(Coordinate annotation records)
==*==
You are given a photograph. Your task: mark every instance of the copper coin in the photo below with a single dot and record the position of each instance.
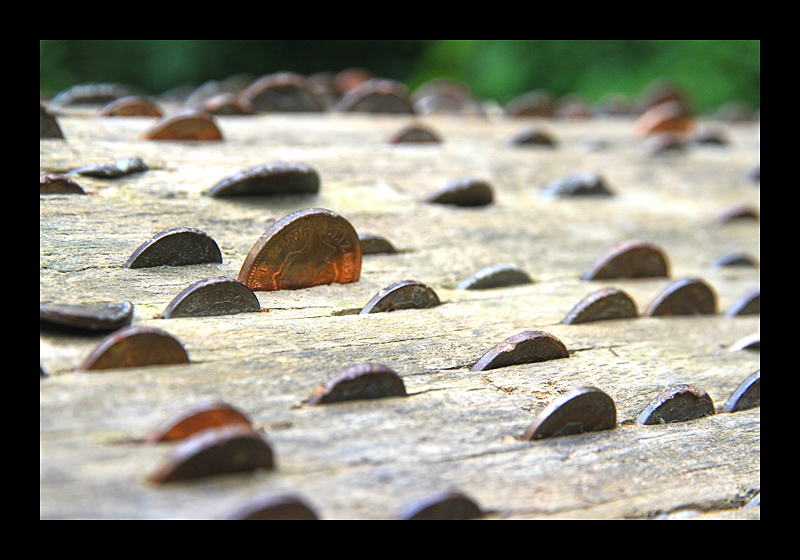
(274, 507)
(603, 305)
(495, 276)
(463, 192)
(227, 450)
(135, 347)
(176, 247)
(443, 506)
(680, 403)
(688, 296)
(407, 294)
(212, 297)
(277, 178)
(747, 394)
(523, 348)
(306, 248)
(630, 259)
(185, 125)
(93, 317)
(585, 409)
(360, 382)
(197, 418)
==*==
→ **EXERCISE TASK**:
Copy out the data above line for line with every word and coordinate unchanged, and leave the pictures out of your copy.

→ **RESULT BELOW**:
You are given a photograph. Your task: mark every instance of the copper coin in the photo below with a single dot and record the position of each instance.
(274, 507)
(603, 305)
(495, 276)
(463, 192)
(227, 450)
(135, 347)
(176, 247)
(443, 506)
(680, 403)
(688, 296)
(407, 294)
(212, 297)
(277, 178)
(747, 394)
(523, 348)
(306, 248)
(630, 259)
(185, 125)
(93, 317)
(585, 409)
(360, 382)
(197, 418)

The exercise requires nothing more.